**EXERCISE DETAILS:**
Copy out the data so that nothing differs from the original.

[[ DATASET CONTENT, beginning ]]

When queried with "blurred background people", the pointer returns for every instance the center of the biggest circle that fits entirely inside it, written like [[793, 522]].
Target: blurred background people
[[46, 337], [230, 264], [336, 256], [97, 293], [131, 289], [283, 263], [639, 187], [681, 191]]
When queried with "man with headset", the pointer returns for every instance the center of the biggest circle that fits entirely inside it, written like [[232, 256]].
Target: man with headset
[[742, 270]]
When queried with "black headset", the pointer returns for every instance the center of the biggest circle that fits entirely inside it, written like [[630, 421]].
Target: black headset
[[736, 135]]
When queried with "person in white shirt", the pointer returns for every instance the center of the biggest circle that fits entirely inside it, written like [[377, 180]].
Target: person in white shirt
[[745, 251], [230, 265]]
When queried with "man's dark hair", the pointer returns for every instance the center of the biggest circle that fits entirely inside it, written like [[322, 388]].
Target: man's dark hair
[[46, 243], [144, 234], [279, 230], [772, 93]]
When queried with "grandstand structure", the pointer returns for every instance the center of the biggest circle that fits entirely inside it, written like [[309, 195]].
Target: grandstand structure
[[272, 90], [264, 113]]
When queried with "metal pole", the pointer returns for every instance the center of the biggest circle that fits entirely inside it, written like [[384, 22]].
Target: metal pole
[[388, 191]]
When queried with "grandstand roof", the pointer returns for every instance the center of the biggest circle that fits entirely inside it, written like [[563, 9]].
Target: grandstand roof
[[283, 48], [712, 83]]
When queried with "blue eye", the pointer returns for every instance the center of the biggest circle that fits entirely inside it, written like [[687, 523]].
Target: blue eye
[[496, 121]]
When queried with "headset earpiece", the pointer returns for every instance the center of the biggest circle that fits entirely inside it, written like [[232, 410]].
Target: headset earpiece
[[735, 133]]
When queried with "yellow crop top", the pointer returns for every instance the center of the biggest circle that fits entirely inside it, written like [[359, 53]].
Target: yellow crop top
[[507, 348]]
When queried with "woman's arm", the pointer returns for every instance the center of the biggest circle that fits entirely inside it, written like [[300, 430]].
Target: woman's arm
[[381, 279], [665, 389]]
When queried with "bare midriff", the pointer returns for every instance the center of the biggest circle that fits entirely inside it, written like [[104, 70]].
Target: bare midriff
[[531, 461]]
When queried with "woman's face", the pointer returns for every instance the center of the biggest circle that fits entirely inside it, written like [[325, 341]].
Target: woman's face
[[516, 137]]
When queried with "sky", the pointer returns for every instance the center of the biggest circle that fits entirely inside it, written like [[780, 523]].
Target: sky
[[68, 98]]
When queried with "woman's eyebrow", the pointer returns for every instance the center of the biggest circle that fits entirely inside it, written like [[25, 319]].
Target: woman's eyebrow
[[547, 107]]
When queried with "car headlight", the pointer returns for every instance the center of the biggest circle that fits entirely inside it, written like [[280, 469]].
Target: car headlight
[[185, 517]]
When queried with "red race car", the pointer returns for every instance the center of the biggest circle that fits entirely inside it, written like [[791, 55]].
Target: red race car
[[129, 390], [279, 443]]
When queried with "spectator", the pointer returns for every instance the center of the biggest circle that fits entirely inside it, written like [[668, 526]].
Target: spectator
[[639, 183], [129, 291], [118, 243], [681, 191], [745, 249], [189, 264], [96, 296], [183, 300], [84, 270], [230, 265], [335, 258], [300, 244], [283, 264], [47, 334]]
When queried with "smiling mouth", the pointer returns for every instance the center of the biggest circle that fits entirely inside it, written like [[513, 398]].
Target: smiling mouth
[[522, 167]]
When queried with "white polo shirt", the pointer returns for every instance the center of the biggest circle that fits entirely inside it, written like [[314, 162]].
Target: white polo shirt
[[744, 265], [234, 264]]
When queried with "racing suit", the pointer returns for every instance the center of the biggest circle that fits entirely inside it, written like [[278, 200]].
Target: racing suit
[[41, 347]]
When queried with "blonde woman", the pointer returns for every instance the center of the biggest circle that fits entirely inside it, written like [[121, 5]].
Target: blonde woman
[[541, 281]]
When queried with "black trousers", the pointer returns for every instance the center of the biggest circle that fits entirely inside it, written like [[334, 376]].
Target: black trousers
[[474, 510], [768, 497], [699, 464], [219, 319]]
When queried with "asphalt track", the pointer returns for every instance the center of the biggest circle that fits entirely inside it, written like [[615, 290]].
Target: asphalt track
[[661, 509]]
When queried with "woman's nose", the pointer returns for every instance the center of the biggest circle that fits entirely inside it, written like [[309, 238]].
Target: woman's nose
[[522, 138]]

[[ DATASET CONTENT, end ]]

**OUTPUT BELOW:**
When queried with "blurred background people", the pointer returns for every instance the center of the biggest circle that fits entirely inside it, written like [[793, 522]].
Target: blurred background people
[[46, 337], [230, 264], [336, 256], [97, 293], [131, 289], [283, 263], [639, 187], [681, 191]]
When queried with "man with headset", the pointer returns for every instance the center of the biggest circle that fits entirely inside it, written like [[232, 256]].
Target: man with headset
[[742, 270]]
When queried with "black headset", the pointer returns for every instance the center of the biggest circle that fits entirely inside it, written like [[630, 421]].
Target: black headset
[[736, 135]]
When queried with "person in white shirt", the pointer returns for every instance the center of the biggest circle that fits entirely inside it, written like [[377, 180]].
Target: person in white shirt
[[745, 251], [230, 265]]
When queried with "man's dark hair", the pointer returns for every instance the center of the biggest circle that fits entirely inside it, written like [[322, 388]].
Target: man's dark hair
[[46, 243], [144, 234], [279, 230], [772, 93]]
When queried with "grandstand structure", the pointer returns for every instance the center of the biggest circle that fits entirely inside it, written like [[309, 195]].
Target: grandstand structure
[[272, 90], [264, 113]]
When queried with "metal pole", the pointer returns for every instance the center of the biggest circle that fits entirely inside it, written like [[384, 22]].
Target: metal pole
[[388, 191]]
When queried with "grandstand roof", the pointer returns for every instance the center of the biggest circle that fits entirely inside it, written like [[563, 9]].
Target: grandstand roof
[[283, 48], [712, 83]]
When queried with "blue eye", the pointer returns for every instance the center of the biggest circle that fits entirely inside it, written like [[687, 523]].
Target: blue eye
[[496, 121]]
When queried with "headset earpiece", the pointer returns for every instance the center of the biggest circle that fits entirely inside it, written like [[232, 410]].
Target: headset earpiece
[[735, 133]]
When queried with "yellow crop top", the pointer returns for every instance the center of the biggest circle that fits entirely inside it, written like [[359, 53]].
Target: yellow crop top
[[507, 348]]
When queried with "woman's arm", the pointer returns for every instance the center of the biggest circle that fits entirely inside it, written like [[300, 430]].
Target: woman's arm
[[381, 279], [665, 389]]
When queried with "bare midriff", the pointer returns for every instance the center of the biggest circle that fits entirely inside it, written like [[104, 70]].
Target: bare midriff
[[531, 461]]
When queried with "woman's face", the pointer returns for every instance the center of the biggest circle that fits entirely inside it, written like [[325, 341]].
Target: woman's face
[[516, 137]]
When queried with "sky", the pointer returns for every instance the center of the biggest circle that fits entirely inside it, written like [[780, 523]].
Target: sky
[[68, 98]]
When queried with "woman's eyebrow", the pointer returns for every instance the center of the biggest circle that fits entirely inside it, written like [[25, 319]].
Target: woman's eyebrow
[[547, 107]]
When queried with "car headlight", the pointer returns for every instance the center of the biggest circle that fits entirely inside it, written like [[280, 469]].
Target: car headlight
[[185, 517]]
When queried with "red race car", the pointer returns for every instance the center of the biggest circle that fits entirely inside it, written like [[791, 55]].
Target: red race car
[[129, 390], [279, 443]]
When queried with "spectator", the pointer returns for every instance the center of the biggest circle that fits entirely inside it, written like [[668, 526]].
Target: spectator
[[639, 183], [129, 291], [118, 243], [681, 191], [745, 249], [189, 264], [96, 296], [183, 300], [84, 270], [230, 265], [335, 258], [300, 244], [283, 264], [47, 334]]
When queried with "smiling mouth", the pointer returns for every instance the center of the biggest circle that fits entirely inside it, written like [[513, 398]].
Target: smiling mouth
[[522, 167]]
When queried with "white polo shirt", the pointer returns for every instance the center of the biggest circle that fits entirely inside it, written like [[314, 162]].
Target: white polo shirt
[[744, 265], [234, 264]]
When queried with "racing suit", the pointer returns for every instance the center of the biggest circle that fits entirely inside it, written like [[278, 200]].
Target: racing suit
[[41, 347]]
When queried with "blonde woman", the pointer returns for every instance the center of the biggest circle that fits entirely inside it, written like [[121, 5]].
Target: blonde woman
[[541, 281]]
When queried with "black trousers", the pointer returns for every instance the center of the biggest circle that fits entirely inside it, written like [[334, 376]].
Target: black trousers
[[474, 510], [768, 497], [699, 464], [219, 319]]
When queried with "asphalt track", the pointer returns for every instance the center of the biggest circle that fits entirely inside it, written like [[615, 290]].
Target: asphalt track
[[661, 509]]
When queried with "woman's nose", the pointer returns for every instance the center of the biggest circle that fits entirely inside it, written like [[309, 238]].
Target: woman's nose
[[522, 138]]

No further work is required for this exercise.